*Exercise details*: Would you copy only the lines below, beginning with the one that contains "point_to SHOULD place one pin on every instance of the sandal" and running through the last entry line?
— Start —
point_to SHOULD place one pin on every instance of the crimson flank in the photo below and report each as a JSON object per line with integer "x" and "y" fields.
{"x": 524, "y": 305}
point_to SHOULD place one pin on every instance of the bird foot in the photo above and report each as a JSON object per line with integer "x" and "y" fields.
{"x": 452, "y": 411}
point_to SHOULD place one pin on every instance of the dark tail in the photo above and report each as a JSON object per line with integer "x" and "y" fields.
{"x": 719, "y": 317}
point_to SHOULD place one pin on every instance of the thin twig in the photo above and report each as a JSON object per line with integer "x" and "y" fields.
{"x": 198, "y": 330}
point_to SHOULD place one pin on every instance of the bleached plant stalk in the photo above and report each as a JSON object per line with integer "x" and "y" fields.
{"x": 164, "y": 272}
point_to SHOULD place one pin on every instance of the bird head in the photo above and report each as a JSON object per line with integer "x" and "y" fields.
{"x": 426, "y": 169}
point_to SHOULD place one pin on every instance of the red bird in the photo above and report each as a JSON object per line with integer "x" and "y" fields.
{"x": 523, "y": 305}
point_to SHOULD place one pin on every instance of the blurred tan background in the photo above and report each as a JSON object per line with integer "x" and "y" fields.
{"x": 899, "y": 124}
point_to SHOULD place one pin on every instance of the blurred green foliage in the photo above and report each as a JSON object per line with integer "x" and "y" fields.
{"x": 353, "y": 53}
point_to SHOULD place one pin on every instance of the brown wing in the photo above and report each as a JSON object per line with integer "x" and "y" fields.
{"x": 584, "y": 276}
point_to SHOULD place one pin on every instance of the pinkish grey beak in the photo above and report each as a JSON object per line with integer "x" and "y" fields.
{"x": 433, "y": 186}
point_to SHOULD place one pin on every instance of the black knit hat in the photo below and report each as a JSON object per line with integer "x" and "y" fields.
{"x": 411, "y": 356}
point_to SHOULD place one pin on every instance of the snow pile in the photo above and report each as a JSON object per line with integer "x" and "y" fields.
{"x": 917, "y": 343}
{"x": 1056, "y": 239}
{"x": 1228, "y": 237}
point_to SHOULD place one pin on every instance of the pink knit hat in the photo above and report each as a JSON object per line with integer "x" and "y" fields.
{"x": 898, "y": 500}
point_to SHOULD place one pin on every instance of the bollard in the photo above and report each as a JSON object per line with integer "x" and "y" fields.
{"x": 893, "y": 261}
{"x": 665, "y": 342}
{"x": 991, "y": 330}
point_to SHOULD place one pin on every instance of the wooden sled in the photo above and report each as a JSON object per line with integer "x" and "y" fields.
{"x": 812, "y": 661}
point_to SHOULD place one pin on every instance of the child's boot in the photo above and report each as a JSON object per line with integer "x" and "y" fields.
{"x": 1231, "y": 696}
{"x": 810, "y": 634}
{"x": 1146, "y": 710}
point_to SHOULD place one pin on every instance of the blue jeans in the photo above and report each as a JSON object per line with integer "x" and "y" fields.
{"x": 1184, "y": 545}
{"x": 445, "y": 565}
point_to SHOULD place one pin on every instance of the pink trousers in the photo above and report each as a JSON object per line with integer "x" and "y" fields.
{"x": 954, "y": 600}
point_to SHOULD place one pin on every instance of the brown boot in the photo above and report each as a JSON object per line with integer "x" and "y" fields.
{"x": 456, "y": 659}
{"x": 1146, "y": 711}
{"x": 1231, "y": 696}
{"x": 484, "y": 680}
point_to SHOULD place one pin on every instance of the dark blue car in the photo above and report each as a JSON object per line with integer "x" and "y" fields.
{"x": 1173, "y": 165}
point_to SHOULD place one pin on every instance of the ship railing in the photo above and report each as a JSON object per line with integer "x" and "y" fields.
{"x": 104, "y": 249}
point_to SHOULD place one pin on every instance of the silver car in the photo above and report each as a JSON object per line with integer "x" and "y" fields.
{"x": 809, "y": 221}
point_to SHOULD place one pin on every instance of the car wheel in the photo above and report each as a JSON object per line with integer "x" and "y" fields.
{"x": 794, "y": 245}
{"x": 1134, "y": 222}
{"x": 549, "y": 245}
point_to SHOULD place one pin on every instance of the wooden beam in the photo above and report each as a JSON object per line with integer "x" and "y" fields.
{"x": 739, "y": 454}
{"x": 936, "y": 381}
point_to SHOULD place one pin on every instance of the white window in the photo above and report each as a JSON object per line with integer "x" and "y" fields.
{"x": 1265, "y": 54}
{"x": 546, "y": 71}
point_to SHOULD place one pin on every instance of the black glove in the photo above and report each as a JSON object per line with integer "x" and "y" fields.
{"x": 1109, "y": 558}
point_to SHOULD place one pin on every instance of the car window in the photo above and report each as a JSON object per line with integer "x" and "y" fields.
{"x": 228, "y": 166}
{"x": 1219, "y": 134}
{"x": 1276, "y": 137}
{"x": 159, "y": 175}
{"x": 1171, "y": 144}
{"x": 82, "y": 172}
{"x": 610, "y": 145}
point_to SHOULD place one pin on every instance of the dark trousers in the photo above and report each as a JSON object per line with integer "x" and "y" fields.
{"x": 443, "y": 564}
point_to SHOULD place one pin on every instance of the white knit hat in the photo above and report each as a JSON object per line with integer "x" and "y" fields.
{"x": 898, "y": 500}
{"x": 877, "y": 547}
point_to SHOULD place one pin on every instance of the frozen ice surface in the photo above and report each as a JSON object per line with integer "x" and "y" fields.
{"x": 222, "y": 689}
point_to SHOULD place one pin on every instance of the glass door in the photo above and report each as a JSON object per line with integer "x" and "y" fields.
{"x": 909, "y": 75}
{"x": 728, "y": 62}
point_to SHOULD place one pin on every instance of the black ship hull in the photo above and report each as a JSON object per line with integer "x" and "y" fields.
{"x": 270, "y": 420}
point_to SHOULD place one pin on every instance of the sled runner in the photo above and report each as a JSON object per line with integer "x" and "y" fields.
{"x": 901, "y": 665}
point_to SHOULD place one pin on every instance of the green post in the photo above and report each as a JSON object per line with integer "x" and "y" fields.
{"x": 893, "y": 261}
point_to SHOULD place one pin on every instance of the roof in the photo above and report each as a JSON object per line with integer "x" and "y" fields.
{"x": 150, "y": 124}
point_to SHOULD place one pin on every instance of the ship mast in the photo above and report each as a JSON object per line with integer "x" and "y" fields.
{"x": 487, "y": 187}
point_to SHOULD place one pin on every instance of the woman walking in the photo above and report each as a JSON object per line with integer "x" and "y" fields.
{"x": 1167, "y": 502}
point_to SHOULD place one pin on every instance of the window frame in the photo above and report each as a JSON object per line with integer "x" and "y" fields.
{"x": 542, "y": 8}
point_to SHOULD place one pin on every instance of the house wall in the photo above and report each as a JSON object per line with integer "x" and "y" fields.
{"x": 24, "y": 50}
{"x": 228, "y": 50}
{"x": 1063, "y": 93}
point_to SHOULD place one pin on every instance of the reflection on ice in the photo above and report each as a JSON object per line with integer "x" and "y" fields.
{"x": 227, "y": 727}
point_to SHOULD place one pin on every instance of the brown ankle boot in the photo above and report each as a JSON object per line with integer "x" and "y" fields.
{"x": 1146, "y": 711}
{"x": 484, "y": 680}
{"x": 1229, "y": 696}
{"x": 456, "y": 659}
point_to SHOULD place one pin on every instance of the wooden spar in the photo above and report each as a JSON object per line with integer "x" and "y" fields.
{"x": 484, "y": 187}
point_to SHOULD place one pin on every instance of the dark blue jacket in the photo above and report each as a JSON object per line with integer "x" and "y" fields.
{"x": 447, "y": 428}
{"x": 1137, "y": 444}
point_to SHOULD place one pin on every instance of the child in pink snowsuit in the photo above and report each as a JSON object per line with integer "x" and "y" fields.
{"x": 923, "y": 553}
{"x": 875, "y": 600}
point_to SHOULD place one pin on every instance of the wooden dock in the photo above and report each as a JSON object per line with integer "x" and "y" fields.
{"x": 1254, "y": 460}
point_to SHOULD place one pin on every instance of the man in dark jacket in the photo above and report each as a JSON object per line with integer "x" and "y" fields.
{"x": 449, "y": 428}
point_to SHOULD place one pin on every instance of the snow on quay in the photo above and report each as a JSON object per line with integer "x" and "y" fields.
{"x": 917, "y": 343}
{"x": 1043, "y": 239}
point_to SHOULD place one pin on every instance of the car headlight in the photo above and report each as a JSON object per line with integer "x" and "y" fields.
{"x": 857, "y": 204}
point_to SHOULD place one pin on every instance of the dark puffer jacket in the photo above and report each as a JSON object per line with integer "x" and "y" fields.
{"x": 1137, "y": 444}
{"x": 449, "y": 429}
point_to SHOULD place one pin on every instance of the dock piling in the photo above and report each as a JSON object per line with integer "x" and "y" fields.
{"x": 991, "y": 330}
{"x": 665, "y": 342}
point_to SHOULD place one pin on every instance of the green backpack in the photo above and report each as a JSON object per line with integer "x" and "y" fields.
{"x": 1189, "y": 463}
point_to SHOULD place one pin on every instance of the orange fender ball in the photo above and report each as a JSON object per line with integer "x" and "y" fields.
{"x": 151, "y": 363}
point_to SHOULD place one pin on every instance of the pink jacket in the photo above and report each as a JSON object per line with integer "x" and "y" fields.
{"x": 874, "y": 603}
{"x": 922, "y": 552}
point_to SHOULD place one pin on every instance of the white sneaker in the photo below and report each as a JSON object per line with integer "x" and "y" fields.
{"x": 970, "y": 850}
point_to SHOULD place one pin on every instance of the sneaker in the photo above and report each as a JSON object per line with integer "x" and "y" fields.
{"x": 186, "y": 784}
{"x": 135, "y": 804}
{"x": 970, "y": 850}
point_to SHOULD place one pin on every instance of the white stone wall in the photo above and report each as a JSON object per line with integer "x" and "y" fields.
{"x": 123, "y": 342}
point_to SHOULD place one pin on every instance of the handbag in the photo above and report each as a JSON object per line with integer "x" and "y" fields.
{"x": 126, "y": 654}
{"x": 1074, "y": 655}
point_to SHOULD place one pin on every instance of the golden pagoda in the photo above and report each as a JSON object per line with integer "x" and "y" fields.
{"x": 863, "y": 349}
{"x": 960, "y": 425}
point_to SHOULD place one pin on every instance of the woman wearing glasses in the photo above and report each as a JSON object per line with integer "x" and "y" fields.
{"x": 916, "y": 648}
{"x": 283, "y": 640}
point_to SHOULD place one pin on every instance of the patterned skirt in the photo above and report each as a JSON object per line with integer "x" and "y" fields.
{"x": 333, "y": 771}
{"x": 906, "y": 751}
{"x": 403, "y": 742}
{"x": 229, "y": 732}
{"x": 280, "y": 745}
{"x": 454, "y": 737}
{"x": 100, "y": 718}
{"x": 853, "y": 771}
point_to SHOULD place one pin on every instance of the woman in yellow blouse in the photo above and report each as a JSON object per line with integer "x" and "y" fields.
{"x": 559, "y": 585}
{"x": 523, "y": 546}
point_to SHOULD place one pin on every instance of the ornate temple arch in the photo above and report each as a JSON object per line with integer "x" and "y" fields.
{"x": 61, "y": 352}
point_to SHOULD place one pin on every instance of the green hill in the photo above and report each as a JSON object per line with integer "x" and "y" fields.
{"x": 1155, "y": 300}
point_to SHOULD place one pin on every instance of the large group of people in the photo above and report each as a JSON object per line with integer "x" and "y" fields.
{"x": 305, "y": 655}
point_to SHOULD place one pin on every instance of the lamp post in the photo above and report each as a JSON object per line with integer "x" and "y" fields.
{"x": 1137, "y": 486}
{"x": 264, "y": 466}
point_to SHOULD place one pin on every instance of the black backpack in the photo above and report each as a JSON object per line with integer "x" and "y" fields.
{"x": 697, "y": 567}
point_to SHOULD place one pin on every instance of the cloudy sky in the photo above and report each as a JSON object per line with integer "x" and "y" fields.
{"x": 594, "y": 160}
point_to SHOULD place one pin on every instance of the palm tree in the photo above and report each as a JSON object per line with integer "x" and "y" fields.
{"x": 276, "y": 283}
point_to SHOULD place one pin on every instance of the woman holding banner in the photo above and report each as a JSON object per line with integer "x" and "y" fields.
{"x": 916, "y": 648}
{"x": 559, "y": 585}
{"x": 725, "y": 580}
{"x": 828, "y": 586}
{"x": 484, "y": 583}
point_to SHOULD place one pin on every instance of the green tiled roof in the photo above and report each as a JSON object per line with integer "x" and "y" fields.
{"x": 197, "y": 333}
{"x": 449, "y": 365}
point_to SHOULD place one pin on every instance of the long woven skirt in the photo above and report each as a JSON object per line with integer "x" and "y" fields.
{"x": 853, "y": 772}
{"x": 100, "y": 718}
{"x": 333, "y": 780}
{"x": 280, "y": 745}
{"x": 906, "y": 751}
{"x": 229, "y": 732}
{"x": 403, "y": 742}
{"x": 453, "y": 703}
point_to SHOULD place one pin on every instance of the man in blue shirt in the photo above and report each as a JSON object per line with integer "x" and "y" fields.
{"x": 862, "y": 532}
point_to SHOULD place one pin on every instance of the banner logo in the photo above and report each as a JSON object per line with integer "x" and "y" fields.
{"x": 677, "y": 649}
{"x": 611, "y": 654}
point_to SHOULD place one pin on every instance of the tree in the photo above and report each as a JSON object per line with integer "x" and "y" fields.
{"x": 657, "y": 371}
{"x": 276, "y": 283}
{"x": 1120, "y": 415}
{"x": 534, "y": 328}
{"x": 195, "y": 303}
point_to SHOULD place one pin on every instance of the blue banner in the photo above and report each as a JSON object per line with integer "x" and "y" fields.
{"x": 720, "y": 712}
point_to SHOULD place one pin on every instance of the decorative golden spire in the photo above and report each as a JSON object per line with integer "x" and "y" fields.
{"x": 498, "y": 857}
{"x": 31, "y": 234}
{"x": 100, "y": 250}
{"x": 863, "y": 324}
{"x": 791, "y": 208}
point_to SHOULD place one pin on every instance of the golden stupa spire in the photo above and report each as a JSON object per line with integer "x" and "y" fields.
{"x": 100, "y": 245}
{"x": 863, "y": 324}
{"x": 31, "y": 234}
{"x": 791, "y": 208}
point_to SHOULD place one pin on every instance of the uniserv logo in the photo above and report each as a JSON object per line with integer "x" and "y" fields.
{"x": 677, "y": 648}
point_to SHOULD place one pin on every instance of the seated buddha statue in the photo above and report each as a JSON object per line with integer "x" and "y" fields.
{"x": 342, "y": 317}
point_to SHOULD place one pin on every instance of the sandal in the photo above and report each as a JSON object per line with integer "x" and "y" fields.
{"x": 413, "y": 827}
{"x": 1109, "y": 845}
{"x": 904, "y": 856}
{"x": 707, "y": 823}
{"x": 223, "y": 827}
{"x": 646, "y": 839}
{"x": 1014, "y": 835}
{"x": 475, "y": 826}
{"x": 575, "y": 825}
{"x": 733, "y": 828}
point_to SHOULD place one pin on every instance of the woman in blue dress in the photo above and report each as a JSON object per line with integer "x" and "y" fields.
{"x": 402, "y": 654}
— End —
*Worked solution*:
point_to SHOULD place one pin on every instance of the sandal in the photo above and report each as a JSON object per line with integer "x" and "y" fields.
{"x": 413, "y": 827}
{"x": 1109, "y": 845}
{"x": 904, "y": 856}
{"x": 707, "y": 823}
{"x": 223, "y": 827}
{"x": 646, "y": 839}
{"x": 1014, "y": 835}
{"x": 475, "y": 826}
{"x": 575, "y": 825}
{"x": 733, "y": 828}
point_to SHOULD place one pin on every instance of the woman in blue dress in the photo above and report each as a JSON object per line with integer "x" and "y" fields.
{"x": 402, "y": 654}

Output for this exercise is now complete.